→ Challenge
Rewrite all of the data below, replacing "recognizable without guessing" with "clearly identifiable" and leaving everything else unchanged.

→ Data section
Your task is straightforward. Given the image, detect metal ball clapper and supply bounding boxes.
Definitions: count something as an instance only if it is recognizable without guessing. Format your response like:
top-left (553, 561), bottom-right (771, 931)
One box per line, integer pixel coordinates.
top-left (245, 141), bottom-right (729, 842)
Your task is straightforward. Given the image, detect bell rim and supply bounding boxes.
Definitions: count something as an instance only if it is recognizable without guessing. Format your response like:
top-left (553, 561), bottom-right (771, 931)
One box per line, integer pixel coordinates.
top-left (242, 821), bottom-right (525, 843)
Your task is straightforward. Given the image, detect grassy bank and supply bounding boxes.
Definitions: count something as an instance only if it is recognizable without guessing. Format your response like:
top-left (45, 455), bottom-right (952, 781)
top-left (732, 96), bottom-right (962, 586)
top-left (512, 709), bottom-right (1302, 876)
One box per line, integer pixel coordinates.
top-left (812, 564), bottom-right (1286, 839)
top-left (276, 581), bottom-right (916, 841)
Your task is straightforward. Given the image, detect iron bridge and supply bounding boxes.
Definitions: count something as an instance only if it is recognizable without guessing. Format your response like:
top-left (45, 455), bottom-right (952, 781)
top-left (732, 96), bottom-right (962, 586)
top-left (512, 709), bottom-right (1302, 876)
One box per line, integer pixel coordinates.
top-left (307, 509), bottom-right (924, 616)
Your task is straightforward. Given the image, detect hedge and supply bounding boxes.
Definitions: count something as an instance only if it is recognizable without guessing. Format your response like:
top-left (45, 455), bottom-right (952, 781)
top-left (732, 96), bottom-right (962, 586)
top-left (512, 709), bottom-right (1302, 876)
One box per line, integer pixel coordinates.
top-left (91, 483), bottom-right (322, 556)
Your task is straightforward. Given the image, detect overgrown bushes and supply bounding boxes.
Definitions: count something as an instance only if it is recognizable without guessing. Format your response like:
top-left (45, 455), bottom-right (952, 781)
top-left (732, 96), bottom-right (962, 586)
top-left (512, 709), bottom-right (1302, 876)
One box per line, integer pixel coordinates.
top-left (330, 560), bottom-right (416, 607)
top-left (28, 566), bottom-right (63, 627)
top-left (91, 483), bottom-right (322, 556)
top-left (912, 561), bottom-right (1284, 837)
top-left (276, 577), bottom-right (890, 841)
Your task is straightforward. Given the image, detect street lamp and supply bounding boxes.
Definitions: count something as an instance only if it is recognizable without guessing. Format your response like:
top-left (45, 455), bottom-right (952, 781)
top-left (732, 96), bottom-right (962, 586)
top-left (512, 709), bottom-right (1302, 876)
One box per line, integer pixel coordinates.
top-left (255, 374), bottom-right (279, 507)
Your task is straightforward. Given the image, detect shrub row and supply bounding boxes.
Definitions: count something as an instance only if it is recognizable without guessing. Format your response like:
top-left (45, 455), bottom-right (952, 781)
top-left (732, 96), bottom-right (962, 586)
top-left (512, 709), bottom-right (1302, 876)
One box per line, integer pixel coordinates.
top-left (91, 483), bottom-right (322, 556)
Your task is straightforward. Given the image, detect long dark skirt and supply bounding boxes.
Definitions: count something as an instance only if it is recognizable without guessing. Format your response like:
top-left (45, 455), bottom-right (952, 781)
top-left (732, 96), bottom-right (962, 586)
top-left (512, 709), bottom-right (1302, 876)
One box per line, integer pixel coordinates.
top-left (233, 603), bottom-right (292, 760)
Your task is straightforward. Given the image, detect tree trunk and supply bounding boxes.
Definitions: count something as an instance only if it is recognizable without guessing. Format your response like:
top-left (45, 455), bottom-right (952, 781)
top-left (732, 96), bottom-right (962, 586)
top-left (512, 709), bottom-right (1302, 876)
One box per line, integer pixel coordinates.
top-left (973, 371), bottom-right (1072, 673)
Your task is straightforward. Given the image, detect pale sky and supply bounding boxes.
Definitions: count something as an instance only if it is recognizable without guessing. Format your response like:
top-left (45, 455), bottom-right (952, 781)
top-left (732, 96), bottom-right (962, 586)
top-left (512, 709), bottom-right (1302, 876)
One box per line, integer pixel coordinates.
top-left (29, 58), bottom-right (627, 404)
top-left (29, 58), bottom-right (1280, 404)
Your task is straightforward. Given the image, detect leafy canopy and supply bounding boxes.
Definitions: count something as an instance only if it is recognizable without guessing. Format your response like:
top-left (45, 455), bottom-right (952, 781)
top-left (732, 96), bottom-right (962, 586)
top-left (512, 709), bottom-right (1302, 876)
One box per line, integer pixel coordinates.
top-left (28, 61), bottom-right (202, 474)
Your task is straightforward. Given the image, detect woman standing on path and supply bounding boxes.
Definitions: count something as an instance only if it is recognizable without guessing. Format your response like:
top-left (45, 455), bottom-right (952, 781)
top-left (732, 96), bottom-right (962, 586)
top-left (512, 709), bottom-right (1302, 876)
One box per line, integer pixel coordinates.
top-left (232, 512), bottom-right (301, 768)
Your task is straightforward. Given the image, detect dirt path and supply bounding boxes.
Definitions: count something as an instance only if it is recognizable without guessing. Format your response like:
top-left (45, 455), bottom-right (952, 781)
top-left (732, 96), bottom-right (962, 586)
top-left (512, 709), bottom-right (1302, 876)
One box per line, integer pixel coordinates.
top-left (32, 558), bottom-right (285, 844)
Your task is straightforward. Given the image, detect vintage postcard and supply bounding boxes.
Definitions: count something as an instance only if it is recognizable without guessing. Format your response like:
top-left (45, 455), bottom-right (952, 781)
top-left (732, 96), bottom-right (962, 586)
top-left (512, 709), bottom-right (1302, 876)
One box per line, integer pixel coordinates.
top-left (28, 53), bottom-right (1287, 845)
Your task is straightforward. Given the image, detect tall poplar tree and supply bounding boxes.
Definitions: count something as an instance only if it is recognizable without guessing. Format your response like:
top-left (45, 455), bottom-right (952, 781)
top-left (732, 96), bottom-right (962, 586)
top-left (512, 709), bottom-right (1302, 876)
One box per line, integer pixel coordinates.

→ The completed task
Your task is straightforward. Given the image, detect metal ball clapper and supply bounding boxes.
Definitions: count something as an instance only if it is clearly identifiable. Format your response like:
top-left (553, 561), bottom-right (771, 931)
One box per line, integer pixel coordinates.
top-left (245, 141), bottom-right (729, 842)
Your task is straightforward. Given the image, detect bell rim and supply bounding boxes.
Definitions: count something as an instance only if it is clearly identifiable. Format your response like:
top-left (553, 561), bottom-right (771, 931)
One box per line, integer pixel coordinates.
top-left (242, 821), bottom-right (525, 843)
Your task is straightforward. Given the image, detect grassy bank and supply bounding boxes.
Definitions: count something as an instance only if it is clearly identifiable. Format your response like:
top-left (45, 455), bottom-right (952, 781)
top-left (732, 96), bottom-right (962, 586)
top-left (512, 709), bottom-right (1302, 876)
One box per line, integer pixel coordinates.
top-left (812, 564), bottom-right (1286, 839)
top-left (276, 581), bottom-right (916, 841)
Your task is straightforward. Given the image, detect iron bridge and supply bounding boxes.
Definitions: count something as an instance only if it is clearly identifiable. Format your response like:
top-left (45, 455), bottom-right (952, 781)
top-left (732, 96), bottom-right (962, 586)
top-left (512, 709), bottom-right (1302, 876)
One box per line, integer pixel coordinates.
top-left (307, 509), bottom-right (924, 616)
Your task is straightforward. Given the image, detect hedge and supply bounding boxes.
Definitions: count something as an instance only if it is clearly identifiable. Format your response like:
top-left (45, 455), bottom-right (952, 781)
top-left (732, 96), bottom-right (962, 586)
top-left (512, 709), bottom-right (1302, 876)
One box per line, integer pixel coordinates.
top-left (91, 483), bottom-right (322, 556)
Your task is straightforward. Given the image, detect overgrown bushes and supply bounding boxes.
Definitions: count something as an instance only if it is clearly identifiable. Format your response like:
top-left (45, 455), bottom-right (952, 781)
top-left (732, 96), bottom-right (962, 586)
top-left (512, 709), bottom-right (1302, 876)
One box per line, integer pixel coordinates.
top-left (330, 560), bottom-right (416, 607)
top-left (28, 566), bottom-right (63, 627)
top-left (91, 483), bottom-right (322, 556)
top-left (912, 561), bottom-right (1284, 837)
top-left (276, 577), bottom-right (890, 841)
Your task is straightforward. Given the image, detect street lamp and supply bounding boxes.
Definitions: count something as an instance only if it is clearly identifiable. Format your response like:
top-left (45, 455), bottom-right (952, 781)
top-left (732, 96), bottom-right (962, 586)
top-left (512, 709), bottom-right (1302, 876)
One box per line, integer pixel coordinates.
top-left (255, 374), bottom-right (279, 507)
Your task is straightforward. Given the image, detect shrub row and supply bounding boxes.
Definitions: count something as an instance only if it is clearly identifiable. Format your response like:
top-left (45, 455), bottom-right (952, 781)
top-left (732, 96), bottom-right (962, 586)
top-left (512, 709), bottom-right (1302, 876)
One box per line, integer pixel coordinates.
top-left (91, 483), bottom-right (322, 556)
Your task is straightforward. Given the image, detect long dark skirt and supply bounding boxes.
Definitions: count something as an instance only if it is clearly identifiable. Format your response like:
top-left (45, 455), bottom-right (952, 781)
top-left (732, 96), bottom-right (962, 586)
top-left (512, 709), bottom-right (1302, 876)
One box per line, integer pixel coordinates.
top-left (233, 603), bottom-right (292, 760)
Your task is straightforward. Given the image, detect tree trunk and supply bounding boxes.
Definitions: count something as an instance only if it is clearly identifiable. Format your response like:
top-left (45, 455), bottom-right (952, 781)
top-left (732, 96), bottom-right (962, 586)
top-left (512, 709), bottom-right (1302, 876)
One box per line, integer pixel coordinates.
top-left (973, 371), bottom-right (1072, 673)
Your task is straightforward. Given the image, detect pale sky and supply bounding boxes.
Definitions: count something as an instance only if it is clearly identifiable. Format your response like:
top-left (45, 455), bottom-right (952, 781)
top-left (732, 96), bottom-right (962, 586)
top-left (512, 709), bottom-right (1302, 876)
One box per line, integer pixel coordinates.
top-left (29, 58), bottom-right (627, 404)
top-left (29, 58), bottom-right (1280, 404)
Your task is straightforward. Given the image, detect leafy canopy and supply bounding boxes.
Definitions: count something as an instance only if it is clearly identifiable. Format your response like:
top-left (45, 455), bottom-right (952, 781)
top-left (732, 96), bottom-right (962, 586)
top-left (512, 709), bottom-right (1302, 876)
One box per line, integer pixel coordinates.
top-left (28, 61), bottom-right (202, 474)
Your task is straightforward. Given the image, detect woman standing on path and supply bounding boxes.
Definitions: count something as an instance only if it is clearly identifiable. Format your response like:
top-left (45, 455), bottom-right (952, 781)
top-left (732, 96), bottom-right (962, 586)
top-left (512, 709), bottom-right (1302, 876)
One box per line, integer pixel coordinates.
top-left (232, 512), bottom-right (301, 768)
Your task is straightforward. Given the image, detect dirt path and supply bounding boxes.
Definitions: count something as an instance only if it is clearly identifiable. Format your response like:
top-left (45, 455), bottom-right (952, 781)
top-left (732, 96), bottom-right (962, 586)
top-left (512, 709), bottom-right (1302, 876)
One box per line, integer pixel coordinates.
top-left (32, 558), bottom-right (285, 844)
Your task is straightforward. Given the image, detect vintage postcard and supply bounding boxes.
Definitions: count something as an instance only if it is clearly identifiable. Format your response like:
top-left (45, 455), bottom-right (952, 781)
top-left (732, 96), bottom-right (962, 586)
top-left (512, 709), bottom-right (1302, 876)
One box per line, integer pixel coordinates.
top-left (28, 53), bottom-right (1287, 845)
Your task is straightforward. Given the image, detect tall poplar tree and supply bounding boxes.
Definitions: count something as an instance only if it is clearly identifiable. Format your response like:
top-left (45, 455), bottom-right (952, 781)
top-left (732, 96), bottom-right (962, 586)
top-left (512, 709), bottom-right (1302, 876)
One box per line, integer pixel coordinates.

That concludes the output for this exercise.